(Input records)

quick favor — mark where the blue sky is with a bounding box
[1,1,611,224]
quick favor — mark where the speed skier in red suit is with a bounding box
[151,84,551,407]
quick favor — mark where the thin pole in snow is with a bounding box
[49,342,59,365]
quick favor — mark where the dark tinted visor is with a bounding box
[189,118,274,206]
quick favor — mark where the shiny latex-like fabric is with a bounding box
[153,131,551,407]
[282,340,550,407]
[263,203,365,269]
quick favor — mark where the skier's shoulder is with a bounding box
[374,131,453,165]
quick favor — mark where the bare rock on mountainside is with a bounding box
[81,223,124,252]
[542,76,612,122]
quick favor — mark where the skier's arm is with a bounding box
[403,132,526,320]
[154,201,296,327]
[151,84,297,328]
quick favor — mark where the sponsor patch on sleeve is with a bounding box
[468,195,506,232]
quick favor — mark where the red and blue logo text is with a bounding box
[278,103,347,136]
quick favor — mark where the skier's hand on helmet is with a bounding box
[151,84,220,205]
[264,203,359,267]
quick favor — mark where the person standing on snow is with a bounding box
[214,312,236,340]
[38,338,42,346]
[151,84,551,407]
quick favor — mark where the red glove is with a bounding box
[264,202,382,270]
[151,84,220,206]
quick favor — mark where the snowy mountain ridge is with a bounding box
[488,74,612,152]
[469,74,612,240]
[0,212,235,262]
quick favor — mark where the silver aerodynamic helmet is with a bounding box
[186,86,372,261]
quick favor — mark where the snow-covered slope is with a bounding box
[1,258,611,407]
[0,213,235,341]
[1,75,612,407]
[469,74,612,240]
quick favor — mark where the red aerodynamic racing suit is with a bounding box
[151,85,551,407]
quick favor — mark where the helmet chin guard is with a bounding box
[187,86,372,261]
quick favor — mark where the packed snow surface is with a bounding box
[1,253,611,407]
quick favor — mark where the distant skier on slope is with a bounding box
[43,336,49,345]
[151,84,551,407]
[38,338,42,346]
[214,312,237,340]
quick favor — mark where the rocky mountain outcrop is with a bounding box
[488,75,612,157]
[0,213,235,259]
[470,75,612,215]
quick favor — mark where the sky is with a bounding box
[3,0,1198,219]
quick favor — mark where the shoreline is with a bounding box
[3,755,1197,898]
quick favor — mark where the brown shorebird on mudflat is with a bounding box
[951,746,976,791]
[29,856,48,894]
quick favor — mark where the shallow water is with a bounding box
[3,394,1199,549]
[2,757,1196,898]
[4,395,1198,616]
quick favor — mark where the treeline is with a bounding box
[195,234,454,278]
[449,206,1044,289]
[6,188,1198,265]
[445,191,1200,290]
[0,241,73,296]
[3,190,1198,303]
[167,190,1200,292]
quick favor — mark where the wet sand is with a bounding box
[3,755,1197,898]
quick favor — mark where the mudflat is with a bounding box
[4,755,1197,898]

(End Input records)

* [Task to complete]: Set down, exactly and only, the lines running from the one holding "quick favor — mark where the sky" through the end of the records above, both ends included.

* [Output]:
quick favor — mark where the sky is with a bounding box
[3,0,1198,219]
quick favor — mark where the shoreline is with a bounding box
[3,755,1197,898]
quick favor — mark where the brown shorebird on mudflat is with a bounding box
[951,746,976,791]
[29,856,48,894]
quick favor — mark where the shallow water is with a bounding box
[3,394,1199,549]
[2,757,1196,898]
[4,395,1198,616]
quick favor — mark where the treeline is with a bounding box
[195,234,454,278]
[449,206,1044,289]
[6,188,1198,265]
[445,191,1200,290]
[0,241,73,296]
[3,190,1198,303]
[167,190,1200,292]
quick favor — mark where the wet sand is with a bounding box
[3,755,1197,898]
quick favor — mark where the mudflat is with a bounding box
[4,755,1197,898]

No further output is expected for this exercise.